_Material erkunden_:
**1)** Wessen Verhalten steht laut dem Lesetext im Zentrum des Skandalgewirrs?
**2)** Wiederhole wortgetreu den Abschnitt des Lesetextes, der mit „Achtens: Das Verhalten“ beginnt und sich bis einschließlich „fertig zu machen.“ erstreckt.
╭─ Lesetext
Achtens: Das Verhalten des Sebastian Kurz steht in diesem ganzen Skandalgewirr weitaus am meisten im Zentrum, ob es nun um mediale Berichterstattung, parteipolitische oder strafrechtliche Agitation geht. Zwar ist bis heute nichts bekannt, was eine strafrechtliche Verurteilung des Noch-Bundeskanzlers wahrscheinlich machen würde. Aber inzwischen ist es dem eindeutig ideologisch motivierten Trommelfeuer der WKStA und dem Fehlen einer parlamentarischen Mehrheit angesichts des Umfallens dieses Koalitionspartners zweifellos gelungen, ihn politisch zur lahmen Ente und psychisch fertig zu machen.

Das ist zweifellos die ungeheuerlichste Attacke auf den Rechtsstaat der letzten Jahrzehnte.
╰─
╭─ Gegebene Informationen
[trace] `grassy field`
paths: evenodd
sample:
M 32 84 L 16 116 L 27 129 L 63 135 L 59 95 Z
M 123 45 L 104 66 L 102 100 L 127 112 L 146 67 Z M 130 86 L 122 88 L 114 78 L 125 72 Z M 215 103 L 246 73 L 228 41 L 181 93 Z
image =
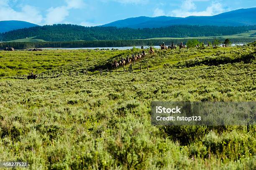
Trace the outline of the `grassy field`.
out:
╰─
_Die Antworten_:
**1)** Das Verhalten des Sebastian Kurz

**2)**
Achtens: Das Verhalten des Sebastian Kurz steht in diesem ganzen Skandalgewirr weitaus am meisten im Zentrum, ob es nun um mediale Berichterstattung, parteipolitische oder strafrechtliche Agitation geht. Zwar ist bis heute nichts bekannt, was eine strafrechtliche Verurteilung des Noch-Bundeskanzlers wahrscheinlich machen würde. Aber inzwischen ist es dem eindeutig ideologisch motivierten Trommelfeuer der WKStA und dem Fehlen einer parlamentarischen Mehrheit angesichts des Umfallens dieses Koalitionspartners zweifellos gelungen, ihn politisch zur lahmen Ente und psychisch fertig zu machen.